▶ [Task to carry out] Copy the listing below line for line, with no change to any word or number.

▶ [Stored records]
• • •

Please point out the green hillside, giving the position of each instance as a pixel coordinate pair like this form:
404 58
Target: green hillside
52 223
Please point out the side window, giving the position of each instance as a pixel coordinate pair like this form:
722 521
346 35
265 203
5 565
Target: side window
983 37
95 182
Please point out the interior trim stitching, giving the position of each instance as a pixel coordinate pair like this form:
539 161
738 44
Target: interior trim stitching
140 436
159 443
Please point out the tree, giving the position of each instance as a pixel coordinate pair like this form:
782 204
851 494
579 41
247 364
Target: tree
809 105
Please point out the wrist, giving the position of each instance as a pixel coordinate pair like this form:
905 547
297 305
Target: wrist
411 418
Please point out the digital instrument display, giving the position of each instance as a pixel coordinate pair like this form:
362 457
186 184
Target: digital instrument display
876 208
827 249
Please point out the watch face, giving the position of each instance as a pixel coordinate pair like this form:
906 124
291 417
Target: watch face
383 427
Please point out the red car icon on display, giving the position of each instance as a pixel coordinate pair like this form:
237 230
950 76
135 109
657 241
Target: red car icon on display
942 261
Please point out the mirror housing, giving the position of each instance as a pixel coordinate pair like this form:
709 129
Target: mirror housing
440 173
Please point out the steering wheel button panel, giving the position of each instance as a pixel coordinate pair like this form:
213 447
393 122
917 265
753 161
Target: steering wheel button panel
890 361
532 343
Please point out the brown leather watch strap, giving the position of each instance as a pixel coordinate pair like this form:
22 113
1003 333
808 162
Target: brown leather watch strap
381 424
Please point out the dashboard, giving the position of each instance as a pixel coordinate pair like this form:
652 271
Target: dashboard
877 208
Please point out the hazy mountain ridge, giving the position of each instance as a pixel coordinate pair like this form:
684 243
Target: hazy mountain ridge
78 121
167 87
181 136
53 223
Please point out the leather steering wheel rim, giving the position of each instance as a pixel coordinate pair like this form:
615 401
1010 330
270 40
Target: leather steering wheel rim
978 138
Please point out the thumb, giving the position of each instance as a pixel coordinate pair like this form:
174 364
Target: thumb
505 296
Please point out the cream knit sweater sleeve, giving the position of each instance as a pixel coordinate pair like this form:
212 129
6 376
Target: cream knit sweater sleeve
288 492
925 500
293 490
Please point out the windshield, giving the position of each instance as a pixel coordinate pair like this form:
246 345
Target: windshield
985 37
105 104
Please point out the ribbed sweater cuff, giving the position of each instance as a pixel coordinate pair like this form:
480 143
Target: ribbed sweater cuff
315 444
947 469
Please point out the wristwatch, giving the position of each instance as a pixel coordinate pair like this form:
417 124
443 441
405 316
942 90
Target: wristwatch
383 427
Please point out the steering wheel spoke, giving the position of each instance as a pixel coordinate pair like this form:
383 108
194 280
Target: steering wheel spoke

• • •

▶ [Task solution]
Please point out the green hillside, giving the position of each instance as a pixel coordinate pair like this form:
404 58
Target: green hillside
52 223
Please point out the side window, giving the position of each instance as a pixel coordinate pair like this form:
722 521
346 35
265 203
5 565
Target: side window
983 37
95 182
Please point out the interior trim stitching, giving the position of each instance as a pixel coordinate pair like this form:
539 161
738 44
Target: interior trim stitching
140 436
159 443
Please point out the tree, giving the position of each instance as a pixel coordinate pair like this form:
782 204
851 494
579 41
247 364
Target: tree
809 105
Please point out the wrist, giving the position of each instance as a pixel coordinate pair like this form:
905 547
297 305
Target: wrist
411 418
Please point out the digital instrument display, giving the position of each instance as a pixel coordinate pair like this form:
362 457
186 184
Target: digital instrument display
876 208
827 249
Please point out the watch face, giving the position of each instance as a pixel coordinate pair like this form:
906 124
291 417
Target: watch face
383 427
Please point out the red car icon on display, giving the position of each instance as a pixel coordinate pair like this form:
237 230
950 76
135 109
657 241
Target: red car icon on display
942 261
Please point out the mirror housing, giving the position of each instance as a pixel coordinate pair like this form:
709 129
Target: mirror housing
440 173
Please point out the steering wheel button panel, giving the position of each instance as a pixel coordinate pair like this form:
213 447
393 122
917 265
753 161
Target: steering wheel button panel
890 361
532 343
Please point out the brown leather watch strap, giving the position of each instance as a pixel coordinate pair like this form:
22 113
1003 333
808 162
Target: brown leather watch strap
381 424
Please point out the dashboard, giving the position of each instance as a pixel coordinate pair like this form:
652 271
Target: dashboard
877 208
Please point out the hazy mountain ridge, giving the position of each instance as a pixel coordinate pair like this form:
684 243
Target: hazy mountain ridge
78 121
167 87
181 136
53 223
Please point out the leather steering wheel rim, giving the position of each instance as a pixel coordinate pair like this form:
615 401
1010 330
270 40
Target: leather steering wheel rim
978 138
Please point out the thumb, giving the position of each instance as a pixel coordinate pair like this form:
174 364
Target: thumb
505 296
Please point out the cream knit sweater sleeve, giving the position of each instance as a pixel coordinate pair like this form:
212 129
6 376
Target: cream knit sweater sleeve
288 492
925 500
293 490
Please point out the windshield, giving the position of each instance as a pixel coordinate pair like this form:
246 345
Target: windshield
985 37
105 104
Please point out the ribbed sweater cuff, giving the position of each instance as a pixel coordinate pair like this form:
480 143
Target: ribbed sweater cuff
315 444
947 469
Please point out the wristwatch, giving the position of each instance as a pixel coordinate pair like this form:
417 124
443 441
405 316
942 90
Target: wristwatch
383 427
Please point out the steering wheel spoke, giving the position of each instance as a pixel coordinate pair like this form:
383 108
194 280
Target: steering wheel spoke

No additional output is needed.